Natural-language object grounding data
++++++++++

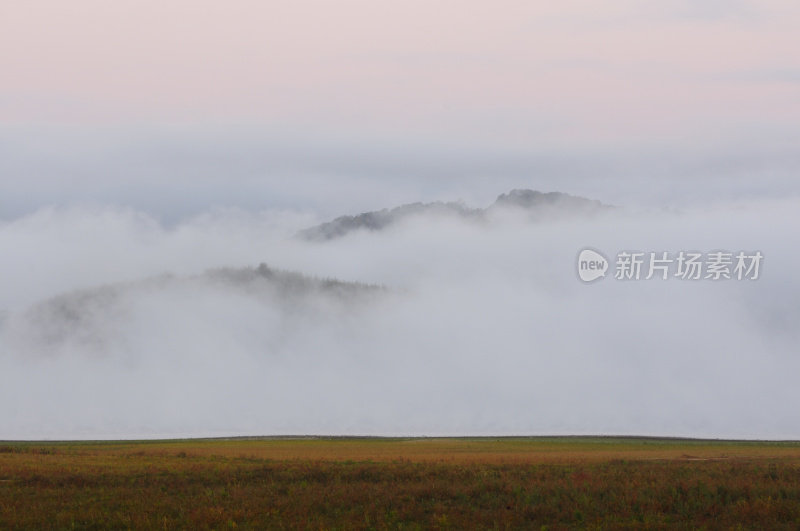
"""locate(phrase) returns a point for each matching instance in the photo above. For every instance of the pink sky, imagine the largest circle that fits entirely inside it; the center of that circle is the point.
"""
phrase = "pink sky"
(515, 71)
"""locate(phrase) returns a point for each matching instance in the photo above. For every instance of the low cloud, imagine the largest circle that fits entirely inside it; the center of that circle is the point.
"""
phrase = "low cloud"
(481, 329)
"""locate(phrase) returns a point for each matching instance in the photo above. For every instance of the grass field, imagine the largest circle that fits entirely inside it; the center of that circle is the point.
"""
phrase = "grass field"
(377, 483)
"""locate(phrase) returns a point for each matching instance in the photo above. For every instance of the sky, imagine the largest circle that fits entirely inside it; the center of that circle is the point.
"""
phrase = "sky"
(143, 138)
(309, 104)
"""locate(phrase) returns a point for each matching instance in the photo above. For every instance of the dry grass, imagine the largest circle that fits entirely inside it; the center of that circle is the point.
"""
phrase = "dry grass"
(399, 484)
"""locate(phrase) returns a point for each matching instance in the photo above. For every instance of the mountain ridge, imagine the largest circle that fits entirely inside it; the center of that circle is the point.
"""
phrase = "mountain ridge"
(538, 205)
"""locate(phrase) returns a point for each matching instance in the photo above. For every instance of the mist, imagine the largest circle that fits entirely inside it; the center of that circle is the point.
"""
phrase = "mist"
(455, 328)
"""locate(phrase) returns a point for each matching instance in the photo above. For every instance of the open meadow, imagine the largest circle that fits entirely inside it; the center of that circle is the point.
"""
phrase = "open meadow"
(388, 483)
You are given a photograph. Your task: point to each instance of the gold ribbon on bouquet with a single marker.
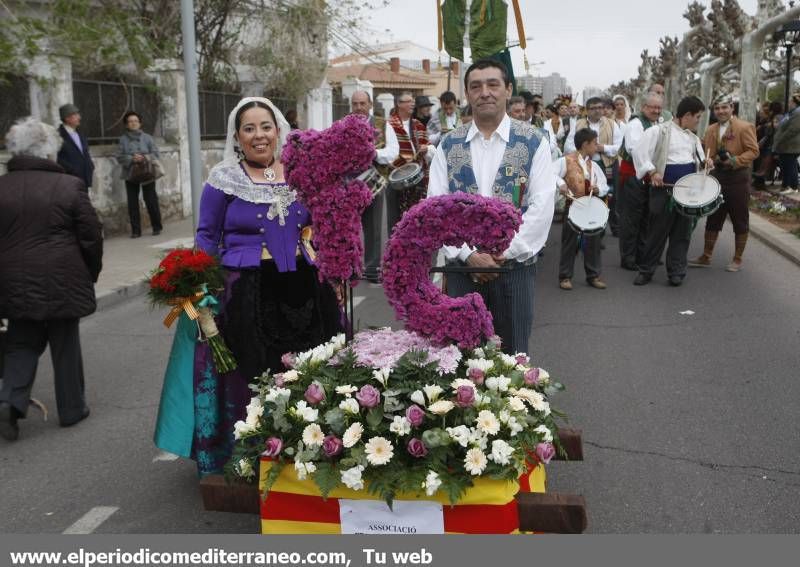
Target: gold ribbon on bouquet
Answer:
(183, 304)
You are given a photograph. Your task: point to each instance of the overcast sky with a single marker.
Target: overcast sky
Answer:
(591, 43)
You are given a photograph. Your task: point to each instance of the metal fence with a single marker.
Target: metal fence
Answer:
(14, 103)
(104, 103)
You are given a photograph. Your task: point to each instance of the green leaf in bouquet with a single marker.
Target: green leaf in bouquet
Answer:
(436, 438)
(272, 477)
(375, 417)
(326, 477)
(334, 418)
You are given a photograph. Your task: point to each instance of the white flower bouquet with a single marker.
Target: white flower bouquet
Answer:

++++++++++

- _Requirement_
Check the entries above for the word "flower" and copy every line where it turns up.

- _Answer for this exercise_
You are given a photograph. Your task: point to each instance of the white flower bouquet with a single marker.
Target: white flower bouquet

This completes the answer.